→ SUPPLIED DATA:
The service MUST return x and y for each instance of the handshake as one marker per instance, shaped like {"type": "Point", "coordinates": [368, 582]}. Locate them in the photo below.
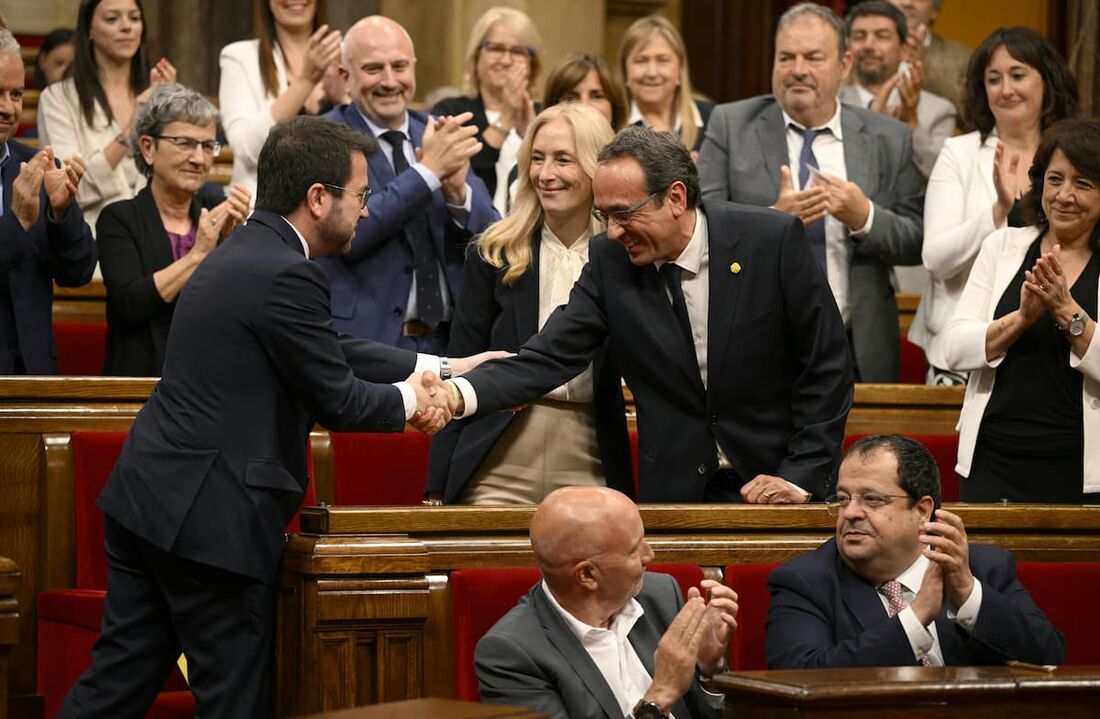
{"type": "Point", "coordinates": [438, 400]}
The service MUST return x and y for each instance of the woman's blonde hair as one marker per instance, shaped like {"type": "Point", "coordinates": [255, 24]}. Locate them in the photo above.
{"type": "Point", "coordinates": [683, 101]}
{"type": "Point", "coordinates": [508, 242]}
{"type": "Point", "coordinates": [518, 22]}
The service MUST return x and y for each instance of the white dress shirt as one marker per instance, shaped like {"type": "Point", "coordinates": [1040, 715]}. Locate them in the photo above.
{"type": "Point", "coordinates": [925, 640]}
{"type": "Point", "coordinates": [828, 150]}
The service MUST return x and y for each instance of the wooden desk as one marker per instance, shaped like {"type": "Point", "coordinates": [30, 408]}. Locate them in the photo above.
{"type": "Point", "coordinates": [430, 709]}
{"type": "Point", "coordinates": [963, 692]}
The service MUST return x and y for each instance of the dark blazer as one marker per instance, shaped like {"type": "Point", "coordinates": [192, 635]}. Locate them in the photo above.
{"type": "Point", "coordinates": [54, 250]}
{"type": "Point", "coordinates": [371, 284]}
{"type": "Point", "coordinates": [745, 146]}
{"type": "Point", "coordinates": [133, 244]}
{"type": "Point", "coordinates": [215, 464]}
{"type": "Point", "coordinates": [493, 316]}
{"type": "Point", "coordinates": [531, 659]}
{"type": "Point", "coordinates": [823, 615]}
{"type": "Point", "coordinates": [780, 376]}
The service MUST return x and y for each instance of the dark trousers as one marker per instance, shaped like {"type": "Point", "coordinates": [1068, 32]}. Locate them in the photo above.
{"type": "Point", "coordinates": [158, 605]}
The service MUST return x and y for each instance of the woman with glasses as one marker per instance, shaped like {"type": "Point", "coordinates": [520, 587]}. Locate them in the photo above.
{"type": "Point", "coordinates": [289, 68]}
{"type": "Point", "coordinates": [90, 113]}
{"type": "Point", "coordinates": [150, 245]}
{"type": "Point", "coordinates": [516, 274]}
{"type": "Point", "coordinates": [502, 66]}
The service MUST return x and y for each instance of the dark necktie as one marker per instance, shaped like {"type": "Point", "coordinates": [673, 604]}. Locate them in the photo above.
{"type": "Point", "coordinates": [429, 299]}
{"type": "Point", "coordinates": [816, 231]}
{"type": "Point", "coordinates": [671, 274]}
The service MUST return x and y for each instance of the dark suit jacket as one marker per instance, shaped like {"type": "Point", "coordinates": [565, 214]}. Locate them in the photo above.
{"type": "Point", "coordinates": [133, 244]}
{"type": "Point", "coordinates": [531, 659]}
{"type": "Point", "coordinates": [371, 284]}
{"type": "Point", "coordinates": [780, 377]}
{"type": "Point", "coordinates": [493, 316]}
{"type": "Point", "coordinates": [215, 464]}
{"type": "Point", "coordinates": [823, 615]}
{"type": "Point", "coordinates": [54, 249]}
{"type": "Point", "coordinates": [746, 143]}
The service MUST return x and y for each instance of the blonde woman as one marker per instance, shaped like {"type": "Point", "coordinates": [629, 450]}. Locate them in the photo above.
{"type": "Point", "coordinates": [516, 274]}
{"type": "Point", "coordinates": [502, 65]}
{"type": "Point", "coordinates": [653, 66]}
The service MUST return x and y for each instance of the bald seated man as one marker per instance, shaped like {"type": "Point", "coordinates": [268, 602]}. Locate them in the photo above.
{"type": "Point", "coordinates": [598, 635]}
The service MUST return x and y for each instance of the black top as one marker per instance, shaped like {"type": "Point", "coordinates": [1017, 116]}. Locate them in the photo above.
{"type": "Point", "coordinates": [1037, 397]}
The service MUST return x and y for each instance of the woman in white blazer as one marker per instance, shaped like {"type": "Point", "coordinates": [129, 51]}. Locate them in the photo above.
{"type": "Point", "coordinates": [1018, 85]}
{"type": "Point", "coordinates": [292, 66]}
{"type": "Point", "coordinates": [1030, 428]}
{"type": "Point", "coordinates": [89, 113]}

→ WHAT IS EXPECTED: Output the records above exactly, leaving out pictures.

→ ANSWER AREA:
The service MUST return x and y for each instance of the handshake as one marker per instance, shaped like {"type": "Point", "coordinates": [368, 582]}. Locate them in the photo below.
{"type": "Point", "coordinates": [438, 400]}
The service MUST return x and y for each instance of the woman's blonde hair as one marker per instance, shaped like {"type": "Point", "coordinates": [255, 24]}. Locate them in the photo above.
{"type": "Point", "coordinates": [683, 101]}
{"type": "Point", "coordinates": [508, 242]}
{"type": "Point", "coordinates": [518, 22]}
The service MUST return x and y for each instance of the white dress shirt as one marker per instance, shaped like {"type": "Point", "coordinates": [1040, 715]}. Locate them in the photo above.
{"type": "Point", "coordinates": [925, 640]}
{"type": "Point", "coordinates": [828, 150]}
The service MUST return x and y for each instance of the wooden desk as one marker per instance, shaped like {"type": "Point", "coordinates": [30, 408]}. Locate them in the photo above.
{"type": "Point", "coordinates": [430, 709]}
{"type": "Point", "coordinates": [963, 692]}
The service MUST return x and y for each instance of the dark blazer as one marker per instance, shaped like {"type": "Point", "coordinates": [192, 635]}. Locate them in the photo above.
{"type": "Point", "coordinates": [54, 250]}
{"type": "Point", "coordinates": [371, 284]}
{"type": "Point", "coordinates": [745, 146]}
{"type": "Point", "coordinates": [133, 244]}
{"type": "Point", "coordinates": [215, 464]}
{"type": "Point", "coordinates": [493, 316]}
{"type": "Point", "coordinates": [531, 659]}
{"type": "Point", "coordinates": [823, 615]}
{"type": "Point", "coordinates": [780, 376]}
The service MUST return x and y for each instance of the dark trousers as one marker per instance, shaped like {"type": "Point", "coordinates": [1068, 32]}. Locate them in the photo above.
{"type": "Point", "coordinates": [158, 605]}
The service MUST return x and y for each instance of the woman with glasses as one marker per instance, shaped like {"type": "Point", "coordinates": [520, 587]}. Locate them in the photo above.
{"type": "Point", "coordinates": [289, 68]}
{"type": "Point", "coordinates": [90, 113]}
{"type": "Point", "coordinates": [150, 245]}
{"type": "Point", "coordinates": [516, 274]}
{"type": "Point", "coordinates": [502, 66]}
The service MUST return x and y for each instance of the dark necktie as one marker per instance, shaped like {"type": "Point", "coordinates": [673, 604]}. Locate them in the photo above.
{"type": "Point", "coordinates": [429, 299]}
{"type": "Point", "coordinates": [816, 231]}
{"type": "Point", "coordinates": [671, 274]}
The service MUST return x and y for each instance of the dark suit jacket as one marker per instance, shaped like {"type": "Point", "coordinates": [565, 214]}. Locate them in the photo above.
{"type": "Point", "coordinates": [133, 244]}
{"type": "Point", "coordinates": [531, 659]}
{"type": "Point", "coordinates": [371, 284]}
{"type": "Point", "coordinates": [780, 377]}
{"type": "Point", "coordinates": [493, 316]}
{"type": "Point", "coordinates": [215, 464]}
{"type": "Point", "coordinates": [823, 615]}
{"type": "Point", "coordinates": [54, 249]}
{"type": "Point", "coordinates": [746, 143]}
The service MUST return x and y for each instance of the blonde woman as one marker per instance, shaped like {"type": "Point", "coordinates": [629, 450]}. Locate them in the photo above.
{"type": "Point", "coordinates": [516, 274]}
{"type": "Point", "coordinates": [502, 65]}
{"type": "Point", "coordinates": [653, 66]}
The service MUST return x and y for each instance of the bald seated man as one marker per instance, shaped like {"type": "Point", "coordinates": [268, 602]}. Locate them in the photo above.
{"type": "Point", "coordinates": [598, 635]}
The service MUST return x and y for each instance of the black top as one marker per instance, shaped like {"type": "Point", "coordinates": [1017, 116]}. Locate them in the photo above.
{"type": "Point", "coordinates": [1037, 397]}
The service MUST return x and y for each instance of the woman in white blazer as one marker per instance, shaped like {"type": "Point", "coordinates": [129, 51]}. Locate them in the photo above.
{"type": "Point", "coordinates": [1018, 85]}
{"type": "Point", "coordinates": [292, 66]}
{"type": "Point", "coordinates": [1030, 428]}
{"type": "Point", "coordinates": [89, 113]}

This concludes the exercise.